Format the lines below as a JSON list of strings, one string per line, omitting blank lines.

• • •

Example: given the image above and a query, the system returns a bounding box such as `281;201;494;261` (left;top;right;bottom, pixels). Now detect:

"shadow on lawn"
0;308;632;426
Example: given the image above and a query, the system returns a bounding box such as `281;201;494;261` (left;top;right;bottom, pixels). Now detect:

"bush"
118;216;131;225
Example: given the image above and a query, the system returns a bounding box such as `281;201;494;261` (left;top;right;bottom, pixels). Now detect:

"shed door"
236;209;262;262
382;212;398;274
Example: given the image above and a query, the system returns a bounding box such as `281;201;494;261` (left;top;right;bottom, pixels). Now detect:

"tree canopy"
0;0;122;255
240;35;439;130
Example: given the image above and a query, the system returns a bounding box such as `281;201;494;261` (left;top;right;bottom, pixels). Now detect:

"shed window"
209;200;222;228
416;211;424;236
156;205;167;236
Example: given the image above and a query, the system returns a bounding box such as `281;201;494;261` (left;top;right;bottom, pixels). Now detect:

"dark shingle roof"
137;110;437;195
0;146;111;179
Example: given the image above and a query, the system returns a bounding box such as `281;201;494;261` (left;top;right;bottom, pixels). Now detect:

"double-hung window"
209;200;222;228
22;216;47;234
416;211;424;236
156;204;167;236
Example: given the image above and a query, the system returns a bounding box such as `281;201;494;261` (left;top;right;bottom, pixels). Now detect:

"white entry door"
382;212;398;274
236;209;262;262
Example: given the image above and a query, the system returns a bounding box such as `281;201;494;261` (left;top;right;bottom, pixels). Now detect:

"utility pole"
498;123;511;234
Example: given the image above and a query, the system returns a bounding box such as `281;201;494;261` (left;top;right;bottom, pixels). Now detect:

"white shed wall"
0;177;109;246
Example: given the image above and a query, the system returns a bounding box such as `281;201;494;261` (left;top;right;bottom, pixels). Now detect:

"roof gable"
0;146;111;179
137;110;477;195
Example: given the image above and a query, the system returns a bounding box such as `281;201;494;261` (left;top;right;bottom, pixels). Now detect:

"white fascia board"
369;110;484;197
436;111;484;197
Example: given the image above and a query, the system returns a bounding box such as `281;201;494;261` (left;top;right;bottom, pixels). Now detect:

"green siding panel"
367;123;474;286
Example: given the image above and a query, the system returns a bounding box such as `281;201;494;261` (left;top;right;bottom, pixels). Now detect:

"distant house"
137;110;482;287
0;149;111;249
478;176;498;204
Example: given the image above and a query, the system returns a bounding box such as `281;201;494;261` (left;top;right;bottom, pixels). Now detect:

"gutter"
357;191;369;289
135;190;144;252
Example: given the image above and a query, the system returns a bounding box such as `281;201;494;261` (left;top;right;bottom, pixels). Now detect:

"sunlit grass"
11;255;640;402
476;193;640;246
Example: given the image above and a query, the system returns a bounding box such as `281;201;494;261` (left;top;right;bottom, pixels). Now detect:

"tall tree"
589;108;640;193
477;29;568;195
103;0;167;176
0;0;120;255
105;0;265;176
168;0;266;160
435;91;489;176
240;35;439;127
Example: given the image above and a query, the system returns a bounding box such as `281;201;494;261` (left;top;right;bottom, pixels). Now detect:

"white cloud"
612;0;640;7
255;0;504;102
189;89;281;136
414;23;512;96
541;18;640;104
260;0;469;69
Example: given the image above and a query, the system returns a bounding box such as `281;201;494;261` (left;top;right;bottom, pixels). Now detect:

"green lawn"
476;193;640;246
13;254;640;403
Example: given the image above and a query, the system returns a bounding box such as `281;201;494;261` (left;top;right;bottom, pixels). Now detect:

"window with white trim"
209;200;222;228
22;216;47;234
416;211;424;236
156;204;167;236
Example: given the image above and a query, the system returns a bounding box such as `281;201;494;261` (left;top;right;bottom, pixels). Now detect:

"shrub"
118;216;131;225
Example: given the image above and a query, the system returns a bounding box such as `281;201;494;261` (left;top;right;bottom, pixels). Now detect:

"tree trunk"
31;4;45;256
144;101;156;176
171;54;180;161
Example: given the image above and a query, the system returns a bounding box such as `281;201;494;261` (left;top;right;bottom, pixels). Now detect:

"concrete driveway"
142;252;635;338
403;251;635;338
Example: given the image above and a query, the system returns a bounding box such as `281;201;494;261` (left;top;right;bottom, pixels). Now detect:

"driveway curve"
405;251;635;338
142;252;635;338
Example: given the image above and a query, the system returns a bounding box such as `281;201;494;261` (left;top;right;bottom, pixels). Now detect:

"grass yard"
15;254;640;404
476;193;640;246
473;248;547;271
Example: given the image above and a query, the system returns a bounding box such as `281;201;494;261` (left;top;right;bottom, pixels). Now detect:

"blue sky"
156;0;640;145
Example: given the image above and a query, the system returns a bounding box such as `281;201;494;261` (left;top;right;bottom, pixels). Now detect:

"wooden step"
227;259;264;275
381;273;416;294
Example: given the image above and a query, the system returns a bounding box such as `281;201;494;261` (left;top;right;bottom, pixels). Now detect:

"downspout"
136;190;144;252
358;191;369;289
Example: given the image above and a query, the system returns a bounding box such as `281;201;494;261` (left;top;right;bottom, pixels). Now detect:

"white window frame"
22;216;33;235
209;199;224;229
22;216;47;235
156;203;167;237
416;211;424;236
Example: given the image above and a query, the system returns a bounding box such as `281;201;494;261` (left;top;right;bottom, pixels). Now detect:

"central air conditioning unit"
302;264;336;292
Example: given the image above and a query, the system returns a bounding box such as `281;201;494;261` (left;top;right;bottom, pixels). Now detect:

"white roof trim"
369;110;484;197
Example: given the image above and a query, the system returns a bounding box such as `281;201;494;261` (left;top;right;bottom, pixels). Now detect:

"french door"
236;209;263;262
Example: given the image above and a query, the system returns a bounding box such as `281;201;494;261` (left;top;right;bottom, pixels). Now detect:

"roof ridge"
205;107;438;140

• • •

_SOLUTION_.
[
  "Example: given the image above and a query, the system returns a bounding box such as `281;201;494;261` (left;top;right;bottom, pixels). Now detect:",
  "\"shadow on lawn\"",
  "0;308;632;426",
  "Example: given the image above and a query, the system returns a bounding box such as `281;201;494;261` (left;top;right;bottom, pixels). Now detect:",
  "\"bush\"",
  "118;216;131;225",
  "Example: given the image above and a query, the system returns a bounding box such as `281;201;494;261` (left;top;right;bottom, pixels). Now detect:",
  "\"shed door\"",
  "236;209;262;262",
  "382;212;398;274",
  "Example: given the image above and a query, the system returns a bounding box such as `281;201;494;261` (left;top;right;bottom, pixels). Now detect:",
  "\"tree canopy\"",
  "0;0;122;255",
  "240;35;439;130",
  "Example: given the image above and a query, the system returns a bounding box such as `281;201;494;261` (left;top;right;bottom, pixels). Now detect:",
  "\"shed window\"",
  "209;200;222;228",
  "416;211;424;236",
  "156;205;167;236",
  "Example: given the image above and a query, the system returns a bounding box such as `281;201;494;261` (left;top;right;bottom, pixels). Now detect:",
  "\"dark shingle roof\"",
  "137;110;437;195",
  "0;146;111;179",
  "Example: given the image above and a query, the system returns a bounding box such as `281;201;494;261` (left;top;right;bottom, pixels). Now detect:",
  "\"double-hung window\"",
  "209;200;222;228",
  "22;216;47;234",
  "416;211;424;236",
  "156;204;167;236",
  "Example: given the image above and a query, the system returns a bounding box such as `281;201;494;261` (left;top;right;bottom, pixels). Now detect:",
  "\"white entry door\"",
  "382;212;398;274",
  "236;209;262;262",
  "Example: given the image above and a query, the system returns a bounding box such as `281;201;494;261` (left;top;right;bottom, pixels). Now detect:",
  "\"utility pole\"",
  "498;123;511;234",
  "Example: given the image above and a query, the system returns a bounding box such as `281;201;494;261` (left;top;right;bottom, pixels). Now detect:",
  "\"white shed wall\"",
  "0;177;109;246",
  "Example: given the image above and a query, the system returns a bounding box such as `281;201;494;261` (left;top;right;bottom, pixels). Now detect:",
  "\"roof gable\"",
  "0;146;111;179",
  "137;110;477;195",
  "Example: given the image above and a query, the system returns a bounding box such as `281;201;494;261` (left;top;right;bottom, pixels). Now detect:",
  "\"white fascia board\"",
  "369;110;484;197",
  "436;111;484;197",
  "Example: given the image above and a query, the system returns a bounding box such as `281;201;494;261` (left;top;right;bottom, pixels). Now detect:",
  "\"green siding panel\"",
  "367;123;474;286",
  "Example: given the image above and a query, the system returns a bounding box such as `281;201;494;261` (left;top;right;bottom, pixels). Now detect:",
  "\"distant house\"",
  "137;110;482;287",
  "0;149;111;249",
  "478;176;498;204",
  "Example: given the image above and a query, the system returns a bounding box such as `281;201;494;261` (left;top;right;bottom, pixels). Now detect:",
  "\"gutter\"",
  "357;191;369;289",
  "135;190;144;252",
  "Example: given the image above and a query, the system returns a bounding box such as `281;201;494;261` (left;top;right;bottom, pixels). Now detect:",
  "\"sunlit grass\"",
  "11;255;640;402",
  "476;193;640;246",
  "Example: given the image above and a query, the system returns a bounding box such as `281;201;494;261` (left;top;right;bottom, pixels). Now detect:",
  "\"tall tree\"",
  "589;108;640;193",
  "477;29;568;195",
  "103;0;167;176",
  "0;0;120;255",
  "105;0;265;176",
  "168;0;266;160",
  "435;91;489;176",
  "240;35;439;127",
  "Example: given the image above and a query, the system returns a bounding box such as `281;201;494;261` (left;top;right;bottom, pixels). Now detect:",
  "\"white cloud\"",
  "612;0;640;7",
  "255;0;504;102",
  "189;89;281;136",
  "414;23;512;96",
  "541;18;640;104",
  "260;0;469;69",
  "Example: given the image above and a query, the system returns a bounding box such as `281;201;494;261` (left;top;right;bottom, pixels). Now detect:",
  "\"green lawn\"",
  "476;193;640;246",
  "13;254;640;403",
  "Example: given the image above and a query, the system returns a bounding box such as `281;201;494;261` (left;top;right;bottom, pixels). Now detect:",
  "\"window with white trim\"",
  "209;200;222;228",
  "22;216;47;234",
  "416;211;424;236",
  "156;204;167;236",
  "Example: given the image above and a query, the system returns a bounding box such as `281;201;494;261` (left;top;right;bottom, pixels). Now detect:",
  "\"shrub\"",
  "118;216;131;225",
  "Example: given the image above and a query, the system returns a bounding box such as `281;201;494;261` (left;top;right;bottom, pixels). Now detect:",
  "\"tree trunk\"",
  "31;4;45;256",
  "144;101;156;176",
  "171;54;180;161",
  "Example: given the image above and a query, the system returns a bounding box such as `281;201;494;261` (left;top;right;bottom, pixels). Now detect:",
  "\"concrete driveway\"",
  "142;252;635;338",
  "403;251;635;338",
  "Example: given the image above and a query, the system returns a bounding box such as `281;201;494;261` (left;top;right;bottom, pixels). Now detect:",
  "\"driveway curve\"",
  "405;251;635;338",
  "142;252;635;338",
  "Example: given the image above and a query, the system returns a bounding box such as `281;201;494;261` (left;top;right;bottom, pixels). Now detect:",
  "\"grass yard\"",
  "15;254;640;404",
  "476;193;640;246",
  "473;248;547;271",
  "Example: given the image above and a query, the system returns a bounding box such as `281;201;494;261` (left;top;right;bottom, pixels). Now detect:",
  "\"blue sky\"",
  "156;0;640;145",
  "Example: given the image above and a query, the system returns a bounding box such as `281;201;494;261` (left;top;right;bottom, pixels). Now detect:",
  "\"wooden step\"",
  "227;259;264;275",
  "381;273;416;294",
  "Example: given the image above and a query, the system returns a bounding box such as `281;201;494;261` (left;top;right;bottom, pixels). Now detect:",
  "\"downspout\"",
  "136;190;144;252",
  "358;191;369;289",
  "Example: given the image above and a query, the system returns a bounding box such as `281;201;494;261` (left;top;right;bottom, pixels). Now detect:",
  "\"white window frame\"",
  "22;216;33;235",
  "209;199;224;229",
  "22;216;47;235",
  "156;203;167;237",
  "416;211;424;236",
  "Example: given the image above and a query, the system returns a bounding box such as `281;201;494;261` (left;top;right;bottom, pixels). Now detect:",
  "\"central air conditioning unit\"",
  "302;264;336;292",
  "Example: given the image above and a query, the system returns a bounding box such as `281;201;494;261` (left;top;right;bottom, pixels). Now detect:",
  "\"white roof trim\"",
  "369;110;484;197",
  "Example: given the image above and a query, the system returns a bounding box such as `281;201;494;261` (left;top;right;bottom, pixels). Now detect:",
  "\"french door\"",
  "236;209;263;262",
  "Example: given the image above and a query, the system returns a bounding box such as `281;201;494;261` (left;top;right;bottom, pixels). Now detect:",
  "\"roof ridge\"",
  "205;107;438;140"
]